Was Your Sales Training Effective?

By Heather Baldwin

If you conduct sales training and your sales numbers rise shortly thereafter, was your training successful? The answer to that question is a definite maybe. That’s the trouble with relying strictly on sales numbers to evaluate whether or not your training was effective – you don’t know what worked and what didn’t work, what specific effect the training had on your sales numbers and where adjustments need to be made. If you don’t know these kinds of details, you can’t ensure an upward trend in your numbers over the long term, cautions Michael Abrams, managing partner at Numerof & Associates, Inc., a strategic management consulting firm that helps clients align and implement strategies to enhance performance and profitability (www.nai-consulting.com).

Abrams cites the example of a cell phone retailer whose salespeople completed training on how to investigate the needs of prospective customers. “There’s a need to diagnose customers’ requirements in the cell phone industry because otherwise you run a real risk of providing a service that’s overkill – far too many minutes – or not adequate enough. People don’t want to bother going back to get it right,” says Abrams. “They want a right match the first time.”

NAI was brought in to find out if the training was effective and where it had an impact. The company created realistic, scenario-based, multiple-choice tests that set up scenes and then asked salespeople to choose the answer that most indicated what the salesperson should do in each situation. “We didn’t care if people could regurgitate terms or acronyms that were used in the training,” Abrams explains. “We wanted to know what they’d absorbed and whether they could use it.”

■ TASK DESCRIPTION ■
Pick up the article on evaluating sales training after its final sentence and continue it.

Collected data entries:
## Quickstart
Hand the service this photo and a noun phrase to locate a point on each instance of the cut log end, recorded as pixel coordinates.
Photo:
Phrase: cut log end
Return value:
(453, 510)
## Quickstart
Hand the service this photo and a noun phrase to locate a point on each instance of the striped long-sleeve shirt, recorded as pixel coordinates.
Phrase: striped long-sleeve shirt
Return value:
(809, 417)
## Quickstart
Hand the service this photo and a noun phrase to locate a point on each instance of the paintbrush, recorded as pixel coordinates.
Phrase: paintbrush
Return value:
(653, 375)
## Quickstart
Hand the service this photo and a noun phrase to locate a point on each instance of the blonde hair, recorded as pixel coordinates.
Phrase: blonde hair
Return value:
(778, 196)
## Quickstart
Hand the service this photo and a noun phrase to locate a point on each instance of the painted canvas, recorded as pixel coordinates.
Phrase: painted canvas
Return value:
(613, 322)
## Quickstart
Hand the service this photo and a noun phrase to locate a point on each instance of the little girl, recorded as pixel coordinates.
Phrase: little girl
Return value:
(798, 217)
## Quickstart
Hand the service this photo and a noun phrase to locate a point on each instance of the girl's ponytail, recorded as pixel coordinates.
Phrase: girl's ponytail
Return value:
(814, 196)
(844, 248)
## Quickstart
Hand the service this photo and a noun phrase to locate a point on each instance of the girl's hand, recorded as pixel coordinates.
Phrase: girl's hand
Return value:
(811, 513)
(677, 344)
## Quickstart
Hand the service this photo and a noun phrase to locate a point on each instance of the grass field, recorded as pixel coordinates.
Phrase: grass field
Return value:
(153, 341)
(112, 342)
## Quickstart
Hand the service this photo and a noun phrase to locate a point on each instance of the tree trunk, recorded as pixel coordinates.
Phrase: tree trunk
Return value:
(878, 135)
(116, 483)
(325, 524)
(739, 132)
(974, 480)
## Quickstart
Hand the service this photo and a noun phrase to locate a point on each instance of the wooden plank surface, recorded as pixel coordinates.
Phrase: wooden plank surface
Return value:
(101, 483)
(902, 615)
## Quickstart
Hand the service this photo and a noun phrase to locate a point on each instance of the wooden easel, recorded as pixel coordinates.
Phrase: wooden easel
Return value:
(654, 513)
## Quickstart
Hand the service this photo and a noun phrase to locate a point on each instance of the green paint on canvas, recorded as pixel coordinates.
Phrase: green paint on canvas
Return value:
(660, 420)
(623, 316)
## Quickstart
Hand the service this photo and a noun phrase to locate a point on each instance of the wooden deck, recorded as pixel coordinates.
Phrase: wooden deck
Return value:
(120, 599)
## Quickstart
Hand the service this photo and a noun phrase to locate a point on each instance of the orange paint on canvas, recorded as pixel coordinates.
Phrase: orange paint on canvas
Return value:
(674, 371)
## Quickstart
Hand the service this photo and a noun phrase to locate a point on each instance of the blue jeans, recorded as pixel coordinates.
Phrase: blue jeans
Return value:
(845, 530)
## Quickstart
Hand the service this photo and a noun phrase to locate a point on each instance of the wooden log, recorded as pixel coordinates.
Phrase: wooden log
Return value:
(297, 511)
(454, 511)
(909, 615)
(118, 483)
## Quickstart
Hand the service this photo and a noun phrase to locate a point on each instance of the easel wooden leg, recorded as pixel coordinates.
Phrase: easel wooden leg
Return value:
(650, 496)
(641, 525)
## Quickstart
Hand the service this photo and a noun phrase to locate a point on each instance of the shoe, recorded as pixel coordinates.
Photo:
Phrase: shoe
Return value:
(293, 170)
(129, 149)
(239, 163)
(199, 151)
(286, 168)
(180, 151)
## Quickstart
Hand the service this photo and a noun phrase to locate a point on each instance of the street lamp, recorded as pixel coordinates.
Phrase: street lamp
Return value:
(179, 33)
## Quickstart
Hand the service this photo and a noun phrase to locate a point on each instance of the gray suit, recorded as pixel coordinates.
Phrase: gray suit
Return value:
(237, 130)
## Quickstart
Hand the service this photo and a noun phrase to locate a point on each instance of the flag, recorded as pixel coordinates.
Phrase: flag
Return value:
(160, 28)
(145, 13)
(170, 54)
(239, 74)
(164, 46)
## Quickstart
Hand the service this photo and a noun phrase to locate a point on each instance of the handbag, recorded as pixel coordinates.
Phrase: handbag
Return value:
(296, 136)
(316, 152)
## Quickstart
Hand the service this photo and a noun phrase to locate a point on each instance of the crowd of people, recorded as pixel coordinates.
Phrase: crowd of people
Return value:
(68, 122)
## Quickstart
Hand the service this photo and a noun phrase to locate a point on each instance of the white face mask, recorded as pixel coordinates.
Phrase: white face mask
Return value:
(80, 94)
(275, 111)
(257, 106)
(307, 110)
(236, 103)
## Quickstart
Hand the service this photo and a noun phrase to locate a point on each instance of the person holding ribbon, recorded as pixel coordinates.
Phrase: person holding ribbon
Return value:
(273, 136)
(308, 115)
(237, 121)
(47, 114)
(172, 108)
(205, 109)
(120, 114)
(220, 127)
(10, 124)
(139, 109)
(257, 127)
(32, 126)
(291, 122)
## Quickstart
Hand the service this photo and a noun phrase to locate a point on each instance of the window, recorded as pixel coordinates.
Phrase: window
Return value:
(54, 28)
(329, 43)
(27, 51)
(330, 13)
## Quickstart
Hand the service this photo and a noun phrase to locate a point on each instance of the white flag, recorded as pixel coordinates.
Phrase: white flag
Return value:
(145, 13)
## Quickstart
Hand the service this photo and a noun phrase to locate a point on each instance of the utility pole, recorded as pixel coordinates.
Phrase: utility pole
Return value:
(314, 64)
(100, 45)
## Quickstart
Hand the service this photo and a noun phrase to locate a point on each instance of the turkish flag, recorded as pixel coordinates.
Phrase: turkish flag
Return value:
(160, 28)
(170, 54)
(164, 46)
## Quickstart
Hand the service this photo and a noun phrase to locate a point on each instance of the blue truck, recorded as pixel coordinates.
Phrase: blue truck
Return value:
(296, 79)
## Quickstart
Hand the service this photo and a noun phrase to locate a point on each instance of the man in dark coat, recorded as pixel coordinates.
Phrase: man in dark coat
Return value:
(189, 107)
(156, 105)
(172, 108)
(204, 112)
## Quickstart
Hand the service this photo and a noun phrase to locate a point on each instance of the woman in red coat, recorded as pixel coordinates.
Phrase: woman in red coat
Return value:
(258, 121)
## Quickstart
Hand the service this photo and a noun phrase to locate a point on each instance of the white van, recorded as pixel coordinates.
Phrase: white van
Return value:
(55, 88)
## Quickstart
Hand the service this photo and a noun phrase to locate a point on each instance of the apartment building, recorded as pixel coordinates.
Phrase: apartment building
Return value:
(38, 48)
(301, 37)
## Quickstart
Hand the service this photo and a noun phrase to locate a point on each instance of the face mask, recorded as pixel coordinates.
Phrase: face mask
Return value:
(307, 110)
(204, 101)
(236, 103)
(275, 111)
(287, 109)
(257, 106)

■ EXERCISE ANSWER ■
As expected, the results revealed that individuals who did well on the test saw an improvement in their individual sales. Far more interesting, however, were the findings that most salespeople did not ask enough questions to get a complete diagnosis. Instead they subconsciously relied on the company’s guarantee that if a customer is not happy with what they walk out with, the company will swap it out. “Salespeople made the assumption that customers would come back if they weren’t happy,” says Abrams. “The important thing to them was to close the sale and move customers through, even if the recommended solution wasn’t quite right.” In reality, he notes, customers recognize when a recommended solution isn’t right and may not buy, or the rep might undersell and leave money on the table. With so many cell phone service options out there, frustrated customers might not bother coming back to the store at all; they’ll just switch services.

Armed with this information the company offered additional training on how to diagnose needs. They also took a close look at their culture. Were salespeople being pressured to move people through the buying process faster than was effective? Were stores short-staffed, giving reps less time to work with each customer? “These were insights they would not have gained by simply looking at sales figures,” says Abrams. Sure, the numbers went up, but identifying these deeper cultural issues that they would not have questioned without the results of a detailed training evaluation was even more important.

“If you construct a realistic scenario with multiple choice questions, you can get a differential diagnosis that tells you what’s working and what’s not. It can really get you thinking,” says Abrams. If you’re going to spend all that money on training, it’s worth spending a little more to dig into these details.